Von Ingeburg Peters
Seit die Stadt Hannover angestrengt Edel-Wohnungsbau-Breschen
ins Steintorviertel schlägt, schlägt das „Milieu“ seinerseits mit der Goethe-
und Braunstraße sowie Goetheplatz einen schrägen Keil mitten durch die noch
bürgerlichen Ecken rund um Leibniz-Kirche links und Gerber-/Oeltzenstraße/Königsworther
rechts.
Was sich da vor allem am Wochenende in den Dönerläden und
Tele-Shops trifft, aber auch alltags beim Frisör, in den Spielhallen, oder bei Sisha-Anbietern,
da möchte niemand leichtsinnig eine Taschendurchsuchung starten, nicht einmal
die überforderte Polizei.
Man würde eh nur die kleinen Fische fangen, die Weiße-Kragen-Täter
lassen sich nur selten wegen organisatorischer Fragen blicken.

-=-=-=-=-

Aufgabenstellung
Erkläre in ein bis drei Sätzen, warum eine Taschendurchsuchung laut dem Ausgangstext über das Steintorviertel ohnehin wenig bringen würde. Diese Daten stammen aus einer anderen Quelle.

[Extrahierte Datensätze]
-=-=-=-=-

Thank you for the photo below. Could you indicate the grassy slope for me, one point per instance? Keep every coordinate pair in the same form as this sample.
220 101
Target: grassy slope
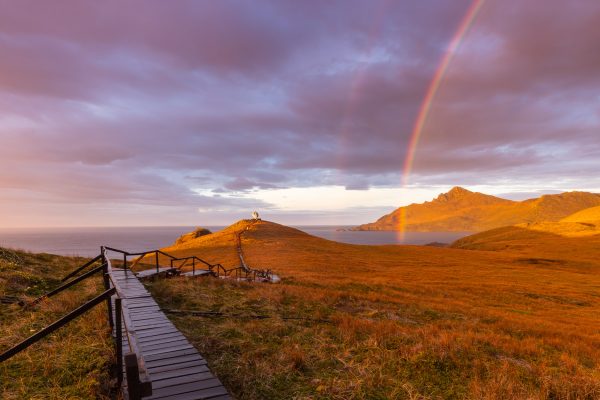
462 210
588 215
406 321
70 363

-=-=-=-=-

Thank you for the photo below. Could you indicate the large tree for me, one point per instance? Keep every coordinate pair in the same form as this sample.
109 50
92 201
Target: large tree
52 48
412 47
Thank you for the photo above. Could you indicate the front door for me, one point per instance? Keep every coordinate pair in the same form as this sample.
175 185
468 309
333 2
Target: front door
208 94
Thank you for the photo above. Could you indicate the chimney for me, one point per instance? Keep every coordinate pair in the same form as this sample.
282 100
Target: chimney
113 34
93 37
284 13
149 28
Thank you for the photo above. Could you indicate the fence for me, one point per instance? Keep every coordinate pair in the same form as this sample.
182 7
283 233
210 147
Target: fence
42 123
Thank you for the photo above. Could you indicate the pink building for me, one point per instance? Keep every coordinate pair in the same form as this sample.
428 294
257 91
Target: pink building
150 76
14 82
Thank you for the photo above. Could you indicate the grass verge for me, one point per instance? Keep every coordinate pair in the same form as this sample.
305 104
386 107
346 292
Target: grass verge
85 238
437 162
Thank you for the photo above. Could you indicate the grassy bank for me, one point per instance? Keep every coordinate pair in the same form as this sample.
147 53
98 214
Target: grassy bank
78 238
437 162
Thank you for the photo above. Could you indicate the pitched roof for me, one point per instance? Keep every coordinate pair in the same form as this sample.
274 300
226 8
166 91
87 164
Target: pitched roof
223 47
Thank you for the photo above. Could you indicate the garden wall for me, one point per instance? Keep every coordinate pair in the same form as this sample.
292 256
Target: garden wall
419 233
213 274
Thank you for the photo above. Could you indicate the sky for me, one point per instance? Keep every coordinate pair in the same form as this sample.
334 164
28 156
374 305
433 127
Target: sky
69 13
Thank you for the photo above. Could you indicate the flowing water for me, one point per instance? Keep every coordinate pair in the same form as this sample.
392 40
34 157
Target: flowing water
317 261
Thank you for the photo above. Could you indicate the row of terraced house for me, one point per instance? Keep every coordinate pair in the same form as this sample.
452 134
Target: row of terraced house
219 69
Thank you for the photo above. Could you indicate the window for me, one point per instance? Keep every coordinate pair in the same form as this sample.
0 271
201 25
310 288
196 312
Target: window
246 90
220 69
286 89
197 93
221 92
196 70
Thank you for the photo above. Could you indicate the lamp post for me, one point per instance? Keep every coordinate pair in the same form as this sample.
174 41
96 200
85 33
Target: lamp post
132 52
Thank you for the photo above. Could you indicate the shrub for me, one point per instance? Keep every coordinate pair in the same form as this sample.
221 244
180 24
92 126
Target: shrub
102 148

-=-=-=-=-

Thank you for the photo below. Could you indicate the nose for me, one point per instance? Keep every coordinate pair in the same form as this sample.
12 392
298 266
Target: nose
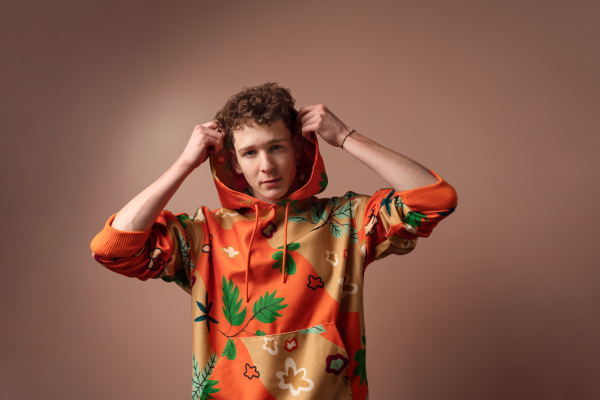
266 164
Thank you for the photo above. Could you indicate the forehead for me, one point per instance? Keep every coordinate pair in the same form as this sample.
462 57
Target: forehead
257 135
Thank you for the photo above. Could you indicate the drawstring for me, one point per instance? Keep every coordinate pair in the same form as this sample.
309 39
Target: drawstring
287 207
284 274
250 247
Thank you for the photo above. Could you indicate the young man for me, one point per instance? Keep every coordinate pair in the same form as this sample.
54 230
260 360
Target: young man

-=-=-=-=-

Antwort
Man würde dabei nur die kleinen Fische fangen. Die Weiße-Kragen-Täter lassen sich nämlich nur selten wegen organisatorischer Fragen blicken.